BEGIN Stored data

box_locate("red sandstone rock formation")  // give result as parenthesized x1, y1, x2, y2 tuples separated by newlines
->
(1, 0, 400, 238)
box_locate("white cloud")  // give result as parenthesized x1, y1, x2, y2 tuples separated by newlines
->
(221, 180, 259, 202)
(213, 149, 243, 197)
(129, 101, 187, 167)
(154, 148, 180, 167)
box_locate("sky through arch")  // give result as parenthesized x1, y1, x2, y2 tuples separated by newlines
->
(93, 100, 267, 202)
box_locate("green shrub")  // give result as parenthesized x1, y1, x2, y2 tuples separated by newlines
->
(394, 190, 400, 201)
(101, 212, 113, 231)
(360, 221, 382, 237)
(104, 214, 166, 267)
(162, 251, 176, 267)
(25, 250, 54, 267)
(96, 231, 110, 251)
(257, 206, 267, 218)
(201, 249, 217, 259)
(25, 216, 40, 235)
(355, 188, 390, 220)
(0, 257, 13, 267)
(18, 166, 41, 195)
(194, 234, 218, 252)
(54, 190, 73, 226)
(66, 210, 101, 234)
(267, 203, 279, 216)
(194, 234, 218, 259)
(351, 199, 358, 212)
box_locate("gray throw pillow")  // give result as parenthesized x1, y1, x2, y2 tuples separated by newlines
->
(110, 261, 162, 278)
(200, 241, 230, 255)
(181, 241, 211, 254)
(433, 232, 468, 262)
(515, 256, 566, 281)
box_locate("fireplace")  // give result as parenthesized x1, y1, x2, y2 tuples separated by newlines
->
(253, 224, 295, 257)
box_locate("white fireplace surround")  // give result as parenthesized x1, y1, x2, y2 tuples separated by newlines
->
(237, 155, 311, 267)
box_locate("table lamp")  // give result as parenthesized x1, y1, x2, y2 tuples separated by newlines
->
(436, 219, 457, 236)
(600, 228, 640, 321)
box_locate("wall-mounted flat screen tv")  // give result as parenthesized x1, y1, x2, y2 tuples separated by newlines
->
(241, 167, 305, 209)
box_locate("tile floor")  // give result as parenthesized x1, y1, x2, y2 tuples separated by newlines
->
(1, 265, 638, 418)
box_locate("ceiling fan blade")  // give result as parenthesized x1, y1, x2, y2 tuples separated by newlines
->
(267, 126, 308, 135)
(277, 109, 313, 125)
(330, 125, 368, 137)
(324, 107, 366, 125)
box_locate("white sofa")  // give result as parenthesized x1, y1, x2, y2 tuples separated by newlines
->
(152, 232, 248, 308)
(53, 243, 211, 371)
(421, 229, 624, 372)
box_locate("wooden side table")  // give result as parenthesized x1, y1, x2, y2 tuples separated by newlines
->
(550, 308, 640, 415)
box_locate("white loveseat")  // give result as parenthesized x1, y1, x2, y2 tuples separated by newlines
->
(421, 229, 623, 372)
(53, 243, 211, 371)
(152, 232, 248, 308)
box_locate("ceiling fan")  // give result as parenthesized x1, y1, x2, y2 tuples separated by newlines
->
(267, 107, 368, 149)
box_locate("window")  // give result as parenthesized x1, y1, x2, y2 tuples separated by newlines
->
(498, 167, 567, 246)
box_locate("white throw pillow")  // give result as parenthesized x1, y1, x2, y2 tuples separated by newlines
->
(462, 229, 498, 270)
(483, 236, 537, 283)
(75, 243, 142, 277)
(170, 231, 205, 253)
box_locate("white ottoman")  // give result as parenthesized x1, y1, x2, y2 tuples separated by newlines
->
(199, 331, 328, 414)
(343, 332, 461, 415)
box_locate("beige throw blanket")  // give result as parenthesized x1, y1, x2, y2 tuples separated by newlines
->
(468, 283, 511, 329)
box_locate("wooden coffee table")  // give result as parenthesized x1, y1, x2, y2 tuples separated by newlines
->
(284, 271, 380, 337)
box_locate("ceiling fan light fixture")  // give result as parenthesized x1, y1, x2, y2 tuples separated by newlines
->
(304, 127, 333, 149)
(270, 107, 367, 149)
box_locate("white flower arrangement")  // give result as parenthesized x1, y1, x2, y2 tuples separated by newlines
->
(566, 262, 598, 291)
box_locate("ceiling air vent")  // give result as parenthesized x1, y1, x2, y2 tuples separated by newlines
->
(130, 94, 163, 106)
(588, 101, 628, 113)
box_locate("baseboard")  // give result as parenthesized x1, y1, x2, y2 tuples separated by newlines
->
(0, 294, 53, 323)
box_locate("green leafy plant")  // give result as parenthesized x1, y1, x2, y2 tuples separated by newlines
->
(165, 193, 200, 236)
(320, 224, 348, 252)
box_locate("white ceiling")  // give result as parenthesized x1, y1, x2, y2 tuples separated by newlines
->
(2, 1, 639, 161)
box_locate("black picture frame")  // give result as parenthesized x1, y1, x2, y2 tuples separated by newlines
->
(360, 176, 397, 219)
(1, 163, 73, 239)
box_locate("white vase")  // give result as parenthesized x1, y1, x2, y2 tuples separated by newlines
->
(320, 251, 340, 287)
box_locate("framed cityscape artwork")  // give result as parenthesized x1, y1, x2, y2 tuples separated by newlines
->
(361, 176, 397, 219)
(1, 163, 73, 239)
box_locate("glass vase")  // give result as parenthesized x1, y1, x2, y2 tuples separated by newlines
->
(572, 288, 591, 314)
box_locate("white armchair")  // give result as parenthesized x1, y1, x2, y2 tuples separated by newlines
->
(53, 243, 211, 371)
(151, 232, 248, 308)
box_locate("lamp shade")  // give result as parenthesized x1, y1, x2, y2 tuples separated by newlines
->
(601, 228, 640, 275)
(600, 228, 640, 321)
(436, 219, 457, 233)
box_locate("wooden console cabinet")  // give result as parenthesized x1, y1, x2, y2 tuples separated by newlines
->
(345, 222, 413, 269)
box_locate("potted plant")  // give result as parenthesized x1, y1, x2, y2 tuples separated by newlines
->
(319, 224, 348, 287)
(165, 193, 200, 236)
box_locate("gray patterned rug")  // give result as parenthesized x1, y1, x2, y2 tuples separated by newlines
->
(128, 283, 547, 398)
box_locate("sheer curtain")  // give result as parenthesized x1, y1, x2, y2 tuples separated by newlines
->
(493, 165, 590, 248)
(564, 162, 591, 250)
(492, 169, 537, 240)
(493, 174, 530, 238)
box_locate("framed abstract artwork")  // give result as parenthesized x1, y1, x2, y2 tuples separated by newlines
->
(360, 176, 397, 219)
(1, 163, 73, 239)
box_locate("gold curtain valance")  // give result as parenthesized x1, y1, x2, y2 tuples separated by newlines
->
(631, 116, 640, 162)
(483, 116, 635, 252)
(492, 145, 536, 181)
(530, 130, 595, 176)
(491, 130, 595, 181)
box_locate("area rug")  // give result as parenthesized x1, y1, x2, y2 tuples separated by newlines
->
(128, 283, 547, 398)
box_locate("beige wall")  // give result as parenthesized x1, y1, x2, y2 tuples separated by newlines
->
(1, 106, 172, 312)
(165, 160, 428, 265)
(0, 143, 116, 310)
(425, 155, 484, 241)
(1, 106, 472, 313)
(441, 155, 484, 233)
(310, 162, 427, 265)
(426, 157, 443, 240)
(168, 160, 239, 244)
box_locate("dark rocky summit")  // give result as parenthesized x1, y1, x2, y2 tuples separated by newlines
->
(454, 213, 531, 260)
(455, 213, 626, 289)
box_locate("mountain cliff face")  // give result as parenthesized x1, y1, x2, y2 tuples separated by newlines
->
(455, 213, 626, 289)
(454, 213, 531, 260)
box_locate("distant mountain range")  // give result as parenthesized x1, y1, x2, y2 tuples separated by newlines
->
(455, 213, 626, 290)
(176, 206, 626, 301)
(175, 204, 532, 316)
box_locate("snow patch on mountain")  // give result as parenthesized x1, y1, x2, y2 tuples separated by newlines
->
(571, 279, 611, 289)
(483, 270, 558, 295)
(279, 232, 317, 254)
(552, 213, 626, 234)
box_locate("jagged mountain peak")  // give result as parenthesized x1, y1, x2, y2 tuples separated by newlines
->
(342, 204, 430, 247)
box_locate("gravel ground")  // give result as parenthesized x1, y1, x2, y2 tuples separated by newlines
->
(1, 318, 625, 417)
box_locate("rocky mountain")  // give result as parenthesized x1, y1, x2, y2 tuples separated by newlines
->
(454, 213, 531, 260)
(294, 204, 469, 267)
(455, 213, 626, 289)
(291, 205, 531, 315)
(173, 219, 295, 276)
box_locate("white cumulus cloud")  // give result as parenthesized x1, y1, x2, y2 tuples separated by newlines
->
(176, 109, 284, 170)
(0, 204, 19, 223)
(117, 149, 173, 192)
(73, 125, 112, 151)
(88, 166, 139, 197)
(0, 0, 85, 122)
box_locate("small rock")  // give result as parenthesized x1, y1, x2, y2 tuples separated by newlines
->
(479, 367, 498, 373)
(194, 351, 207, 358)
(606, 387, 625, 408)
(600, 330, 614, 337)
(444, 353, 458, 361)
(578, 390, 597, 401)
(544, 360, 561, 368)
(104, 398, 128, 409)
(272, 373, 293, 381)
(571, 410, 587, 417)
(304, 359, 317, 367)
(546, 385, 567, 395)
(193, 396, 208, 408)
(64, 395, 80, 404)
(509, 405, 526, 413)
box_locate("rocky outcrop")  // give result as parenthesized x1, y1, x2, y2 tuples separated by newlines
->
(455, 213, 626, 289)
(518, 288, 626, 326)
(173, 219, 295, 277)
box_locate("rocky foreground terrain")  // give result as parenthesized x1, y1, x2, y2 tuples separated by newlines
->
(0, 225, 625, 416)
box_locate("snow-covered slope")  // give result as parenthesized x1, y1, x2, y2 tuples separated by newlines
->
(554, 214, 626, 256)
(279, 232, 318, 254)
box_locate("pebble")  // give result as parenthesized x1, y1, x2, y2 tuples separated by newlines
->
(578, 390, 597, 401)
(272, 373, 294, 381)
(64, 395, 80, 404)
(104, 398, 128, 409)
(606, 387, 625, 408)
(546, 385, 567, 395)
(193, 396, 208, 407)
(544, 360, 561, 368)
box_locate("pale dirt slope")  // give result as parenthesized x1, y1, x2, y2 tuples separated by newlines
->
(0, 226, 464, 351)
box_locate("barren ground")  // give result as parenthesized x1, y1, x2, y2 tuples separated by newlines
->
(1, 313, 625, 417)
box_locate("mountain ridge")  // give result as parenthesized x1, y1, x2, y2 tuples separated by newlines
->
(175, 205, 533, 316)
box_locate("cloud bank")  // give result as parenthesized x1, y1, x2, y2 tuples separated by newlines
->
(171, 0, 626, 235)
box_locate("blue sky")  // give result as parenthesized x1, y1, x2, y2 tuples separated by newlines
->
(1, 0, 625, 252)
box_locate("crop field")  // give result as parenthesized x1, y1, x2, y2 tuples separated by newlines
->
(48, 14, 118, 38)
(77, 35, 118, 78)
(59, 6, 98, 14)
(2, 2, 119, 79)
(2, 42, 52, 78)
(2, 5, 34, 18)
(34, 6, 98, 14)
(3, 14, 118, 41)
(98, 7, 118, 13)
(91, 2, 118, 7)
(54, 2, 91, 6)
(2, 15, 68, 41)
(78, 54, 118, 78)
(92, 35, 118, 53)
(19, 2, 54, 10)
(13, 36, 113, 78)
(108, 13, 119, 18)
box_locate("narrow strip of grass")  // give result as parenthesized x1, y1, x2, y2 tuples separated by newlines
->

END Stored data

◆ What this task involves:
State the number of lines in the entries above that contain the word "framed", and nothing more.

◆ Answer for the task:
2